◆ **TEXT BLOCK**
- - - - - - -

Thursday, July 06, 2006
Local artists start multi-arts camp
ArtsXtreme's inaugural session begins Tuesday.
Alan Kim | The Roanoke Times
Lucinda McDermott Piro, who started a summer youth arts camp called ArtXtreme, discusses the program with her husband Jon Piro, who is one of the instructors particpating in the camp.
RADFORD -- "What was I thinking?" Lucinda McDermott Piro wailed with a laugh as she sat in her home.
She wasn't talking about the color scheme of her living room, the walls of which are each painted a different vibrant hue.
And she wasn't having second thoughts about D'Artagnan, the cat haughtily eyeing McDermott Piro from his place on the carpet.
She was jokingly referring to ArtsXtreme, the multi-arts summer camp that makes its debut in Radford on Tuesday and runs through July 21.
The professionally trained dramatist, who moved to Radford three years ago to teach at Radford University, has spent the last seven months organizing the camp.
"It's like a full-time job," Jon Piro, McDermott Piro's husband, said of his wife's role as artistic director of the camp.
However, it's a job that McDermott Piro said she is happy to have.
"You do it because you love it," she said. "You can't not do it."
The importance of helping children learn to appreciate the arts was instilled during McDermott Piro's childhood.
In the South Carolina home where she was raised, celebrating the arts was the norm with her art professor father, clothing designer mother and music-and-dance-loving sisters.
When the family moved to Southwest Virginia, McDermott Piro's parents enrolled her in a summer day camp, now known as Fine Arts in Rockbridge.
"It was the most amazing, amazing thing," McDermott Piro said.
She wanted to create a similar experience in Radford.
Although there are other arts camps in the New River Valley, McDermott Piro said she wants to set ArtsXtreme apart with a curriculum ranging from jewelry-making to pottery to dance.
Once she contacted Tanya Ridpath, Radford University's conference services director, to help nail down the registration and spacing logistics, McDermott Piro said finding local professional artists to teach the classes was a cinch.
She assumed the role as the teacher for a few of the drama courses herself and recruited Jon Piro to teach audio engineering and songwriting.
Her sister, Lola Davis-Jones, will be coming from North Carolina to teach dance and drama and play production.
McDermott Piro e-mailed her Radford University art department colleagues, such as Jennifer Collins, who will be teaching mixed media and landscape painting.
A chance visit to the Vintage Cellar in Blacksburg resulted in McDermott Piro inviting Radford University graduate student Jillian Sessoms to teach ArtsXtreme's morning music class.
Before Sessoms had her first experience teaching children last semester, she had her concerns about dealing with kids.

- - - - - - -

Dataset entries
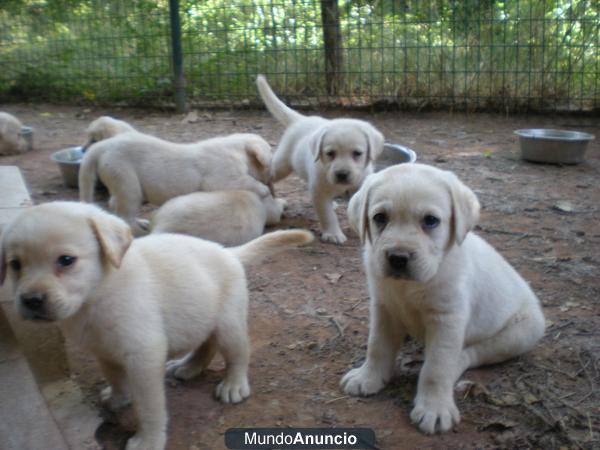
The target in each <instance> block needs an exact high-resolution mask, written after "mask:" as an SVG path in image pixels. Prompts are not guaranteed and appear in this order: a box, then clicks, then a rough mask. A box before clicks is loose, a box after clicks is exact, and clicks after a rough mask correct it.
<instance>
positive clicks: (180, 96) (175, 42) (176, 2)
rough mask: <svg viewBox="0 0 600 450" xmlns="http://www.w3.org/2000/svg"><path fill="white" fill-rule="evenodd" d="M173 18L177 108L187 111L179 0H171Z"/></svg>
mask: <svg viewBox="0 0 600 450" xmlns="http://www.w3.org/2000/svg"><path fill="white" fill-rule="evenodd" d="M169 17H170V19H171V50H172V51H171V53H172V54H173V76H174V79H173V87H174V88H175V108H176V109H177V112H185V111H187V100H186V96H185V78H184V76H183V52H182V51H181V21H180V19H179V0H169Z"/></svg>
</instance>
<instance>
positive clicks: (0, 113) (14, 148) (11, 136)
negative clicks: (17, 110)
mask: <svg viewBox="0 0 600 450" xmlns="http://www.w3.org/2000/svg"><path fill="white" fill-rule="evenodd" d="M22 128H23V124H22V123H21V121H20V120H19V119H17V118H16V117H15V116H13V115H12V114H9V113H7V112H1V111H0V156H1V155H13V154H16V153H23V152H26V151H27V150H28V145H27V141H26V140H25V139H24V138H23V136H22V135H21V129H22Z"/></svg>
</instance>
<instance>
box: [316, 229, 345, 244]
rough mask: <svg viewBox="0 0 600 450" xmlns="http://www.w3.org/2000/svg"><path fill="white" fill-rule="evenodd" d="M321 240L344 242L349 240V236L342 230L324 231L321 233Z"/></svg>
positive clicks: (332, 242) (326, 241)
mask: <svg viewBox="0 0 600 450" xmlns="http://www.w3.org/2000/svg"><path fill="white" fill-rule="evenodd" d="M321 240H322V241H323V242H330V243H332V244H338V245H340V244H343V243H344V242H346V241H347V240H348V238H347V237H346V236H345V235H344V233H342V232H341V231H338V232H333V233H330V232H328V231H324V232H323V233H321Z"/></svg>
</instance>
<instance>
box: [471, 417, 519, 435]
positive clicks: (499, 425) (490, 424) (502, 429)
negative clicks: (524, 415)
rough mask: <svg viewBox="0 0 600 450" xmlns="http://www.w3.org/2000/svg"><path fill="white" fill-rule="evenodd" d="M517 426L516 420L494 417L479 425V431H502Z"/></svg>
mask: <svg viewBox="0 0 600 450" xmlns="http://www.w3.org/2000/svg"><path fill="white" fill-rule="evenodd" d="M515 426H517V422H514V421H512V420H508V419H495V420H492V421H490V422H488V423H485V424H483V425H482V426H481V427H479V430H480V431H495V432H502V431H506V430H510V429H511V428H514V427H515Z"/></svg>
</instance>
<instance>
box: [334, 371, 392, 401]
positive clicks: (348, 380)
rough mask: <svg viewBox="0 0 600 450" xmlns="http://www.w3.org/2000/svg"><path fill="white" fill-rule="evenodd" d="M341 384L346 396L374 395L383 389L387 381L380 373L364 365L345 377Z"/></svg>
mask: <svg viewBox="0 0 600 450" xmlns="http://www.w3.org/2000/svg"><path fill="white" fill-rule="evenodd" d="M340 384H341V385H342V388H343V389H344V392H345V393H346V394H350V395H372V394H376V393H377V392H379V391H380V390H381V389H383V387H384V386H385V380H384V379H383V377H382V376H381V374H379V372H377V371H375V370H373V369H370V368H368V367H367V365H366V364H363V365H362V366H361V367H359V368H358V369H352V370H351V371H350V372H348V373H347V374H346V375H344V377H343V378H342V381H341V383H340Z"/></svg>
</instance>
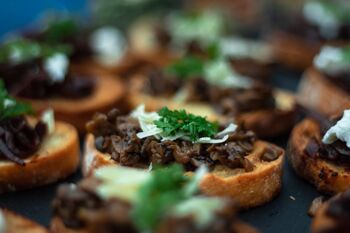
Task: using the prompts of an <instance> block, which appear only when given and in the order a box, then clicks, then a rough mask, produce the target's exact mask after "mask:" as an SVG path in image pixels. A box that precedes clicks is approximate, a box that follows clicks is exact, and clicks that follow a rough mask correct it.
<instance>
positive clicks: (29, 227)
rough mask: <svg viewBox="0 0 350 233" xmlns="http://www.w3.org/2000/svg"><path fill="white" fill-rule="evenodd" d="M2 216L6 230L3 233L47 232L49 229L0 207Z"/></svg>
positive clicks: (28, 219)
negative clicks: (5, 225) (2, 217)
mask: <svg viewBox="0 0 350 233" xmlns="http://www.w3.org/2000/svg"><path fill="white" fill-rule="evenodd" d="M0 211H1V214H2V215H3V217H4V220H5V225H6V230H5V232H4V233H48V232H49V231H48V230H47V229H46V228H44V227H42V226H40V225H39V224H37V223H35V222H33V221H31V220H29V219H26V218H24V217H22V216H20V215H18V214H15V213H13V212H11V211H9V210H4V209H0Z"/></svg>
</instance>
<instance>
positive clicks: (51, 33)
mask: <svg viewBox="0 0 350 233" xmlns="http://www.w3.org/2000/svg"><path fill="white" fill-rule="evenodd" d="M77 32H78V25H77V23H76V22H75V21H74V20H73V19H72V18H64V19H59V20H52V21H51V22H49V23H48V25H47V28H46V29H45V30H44V36H45V39H46V41H47V42H49V43H61V42H62V40H65V39H67V38H70V37H73V36H74V35H75V34H76V33H77Z"/></svg>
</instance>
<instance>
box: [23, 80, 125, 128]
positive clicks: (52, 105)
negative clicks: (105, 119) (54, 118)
mask: <svg viewBox="0 0 350 233" xmlns="http://www.w3.org/2000/svg"><path fill="white" fill-rule="evenodd" d="M124 93H125V89H124V85H123V83H122V82H121V81H118V80H117V79H115V78H113V77H111V76H107V75H105V77H98V78H96V86H95V91H94V93H93V94H92V95H90V96H89V97H86V98H82V99H64V98H48V99H45V100H34V99H22V100H23V101H27V102H29V103H30V104H31V105H32V106H33V108H34V109H35V110H36V111H37V112H38V113H41V112H43V111H45V110H46V109H48V108H52V109H53V110H54V111H55V117H56V118H57V119H58V120H60V121H64V122H68V123H70V124H72V125H74V126H75V127H76V128H77V129H78V131H79V132H80V133H83V132H85V124H86V122H87V121H89V120H90V119H91V117H92V116H93V114H95V112H105V111H108V110H109V109H111V108H113V107H117V106H118V105H119V104H120V102H121V101H122V99H123V97H124Z"/></svg>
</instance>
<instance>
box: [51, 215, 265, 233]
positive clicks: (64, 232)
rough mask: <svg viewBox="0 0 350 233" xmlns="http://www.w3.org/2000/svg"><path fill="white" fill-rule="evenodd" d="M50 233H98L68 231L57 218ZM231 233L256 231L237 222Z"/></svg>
mask: <svg viewBox="0 0 350 233" xmlns="http://www.w3.org/2000/svg"><path fill="white" fill-rule="evenodd" d="M50 228H51V232H52V233H98V232H93V231H91V230H89V229H79V230H77V229H69V228H67V227H66V226H65V225H64V223H63V222H62V220H61V219H60V218H58V217H54V218H53V220H52V221H51V226H50ZM232 232H234V233H258V231H257V230H256V229H254V228H253V227H251V226H249V225H247V224H245V223H243V222H237V223H236V224H234V226H233V229H232Z"/></svg>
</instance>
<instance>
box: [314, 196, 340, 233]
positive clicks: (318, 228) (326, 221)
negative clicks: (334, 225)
mask: <svg viewBox="0 0 350 233" xmlns="http://www.w3.org/2000/svg"><path fill="white" fill-rule="evenodd" d="M328 206H329V203H328V202H325V203H323V204H322V205H321V206H320V208H319V209H318V210H317V212H316V215H315V217H314V219H313V221H312V223H311V233H317V232H322V230H325V229H329V227H332V226H334V224H336V222H335V221H334V220H333V219H331V218H329V217H327V215H326V213H325V212H326V210H327V208H328Z"/></svg>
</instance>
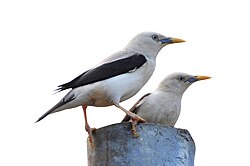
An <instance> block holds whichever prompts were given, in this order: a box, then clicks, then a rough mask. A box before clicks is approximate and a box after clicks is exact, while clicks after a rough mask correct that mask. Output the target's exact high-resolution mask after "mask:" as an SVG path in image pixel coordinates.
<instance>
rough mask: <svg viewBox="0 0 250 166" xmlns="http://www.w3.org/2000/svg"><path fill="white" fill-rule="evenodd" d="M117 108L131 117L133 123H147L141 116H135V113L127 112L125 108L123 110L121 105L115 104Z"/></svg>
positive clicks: (127, 110)
mask: <svg viewBox="0 0 250 166" xmlns="http://www.w3.org/2000/svg"><path fill="white" fill-rule="evenodd" d="M115 106H116V107H117V108H120V109H121V110H122V111H124V112H125V113H126V114H127V115H128V116H130V117H131V118H132V120H133V121H136V122H142V123H145V122H146V121H145V120H144V119H143V118H141V117H140V116H138V115H136V114H134V113H133V112H130V111H128V110H126V109H125V108H123V107H122V106H120V105H119V104H115Z"/></svg>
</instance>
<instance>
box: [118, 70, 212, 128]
mask: <svg viewBox="0 0 250 166" xmlns="http://www.w3.org/2000/svg"><path fill="white" fill-rule="evenodd" d="M209 78H211V77H208V76H192V75H189V74H185V73H173V74H171V75H169V76H167V77H166V78H165V79H163V80H162V81H161V83H160V84H159V86H158V87H157V89H156V90H155V91H154V92H152V93H148V94H146V95H144V96H143V97H142V98H141V99H139V100H138V101H137V102H136V103H135V104H134V106H133V107H132V108H131V109H130V111H131V112H133V113H135V114H137V115H139V116H140V117H142V118H144V119H145V120H146V121H147V122H149V123H160V124H164V125H167V126H174V125H175V123H176V121H177V119H178V117H179V115H180V111H181V98H182V95H183V93H184V92H185V91H186V89H187V88H188V87H189V86H190V85H192V84H193V83H194V82H196V81H200V80H205V79H209ZM130 119H131V118H130V117H129V116H125V118H124V119H123V121H122V122H126V121H130ZM132 127H133V126H132Z"/></svg>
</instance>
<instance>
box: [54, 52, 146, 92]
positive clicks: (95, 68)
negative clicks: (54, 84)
mask: <svg viewBox="0 0 250 166" xmlns="http://www.w3.org/2000/svg"><path fill="white" fill-rule="evenodd" d="M146 61H147V60H146V58H145V57H144V56H143V55H141V54H137V53H136V54H134V55H132V56H130V57H127V58H124V59H119V60H116V61H113V62H110V63H105V64H103V65H100V66H98V67H97V68H93V69H90V70H88V71H86V72H84V73H83V74H81V75H79V76H78V77H76V78H75V79H73V80H72V81H70V82H68V83H66V84H62V85H59V86H58V87H59V88H58V89H57V90H59V91H63V90H65V89H69V88H77V87H79V86H84V85H88V84H91V83H95V82H98V81H102V80H105V79H108V78H111V77H115V76H117V75H120V74H124V73H127V72H129V71H131V70H134V69H138V68H140V67H141V66H142V65H143V64H144V63H145V62H146Z"/></svg>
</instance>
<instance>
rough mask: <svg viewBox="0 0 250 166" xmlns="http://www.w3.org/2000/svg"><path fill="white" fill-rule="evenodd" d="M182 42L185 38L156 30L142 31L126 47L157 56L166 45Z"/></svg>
mask: <svg viewBox="0 0 250 166" xmlns="http://www.w3.org/2000/svg"><path fill="white" fill-rule="evenodd" d="M181 42H185V40H182V39H178V38H172V37H166V36H163V35H161V34H159V33H156V32H142V33H140V34H138V35H136V36H135V37H134V38H133V39H132V40H131V41H130V42H129V43H128V45H127V46H126V47H125V49H127V50H130V51H134V52H136V53H139V54H143V55H145V56H149V57H152V56H153V57H156V56H157V54H158V53H159V51H160V50H161V49H162V48H163V47H164V46H166V45H168V44H173V43H181Z"/></svg>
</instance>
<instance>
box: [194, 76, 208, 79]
mask: <svg viewBox="0 0 250 166" xmlns="http://www.w3.org/2000/svg"><path fill="white" fill-rule="evenodd" d="M195 78H197V80H206V79H210V78H212V77H209V76H195Z"/></svg>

- - - - - - -

◆ **QUESTIONS**
- a) Reproduce a passage from the article about the ArtsXtreme camp above. Begin at the words "She wanted to" and stop after "engineering and songwriting.".
- b) According to the article about the ArtsXtreme camp, which classes will Jennifer Collins teach?

◆ **SOLUTIONS TO THE PROBLEMS**
- a)
She wanted to create a similar experience in Radford.
Although there are other arts camps in the New River Valley, McDermott Piro said she wants to set ArtsXtreme apart with a curriculum ranging from jewelry-making to pottery to dance.
Once she contacted Tanya Ridpath, Radford University's conference services director, to help nail down the registration and spacing logistics, McDermott Piro said finding local professional artists to teach the classes was a cinch.
She assumed the role as the teacher for a few of the drama courses herself and recruited Jon Piro to teach audio engineering and songwriting.

- b) Mixed media and landscape painting.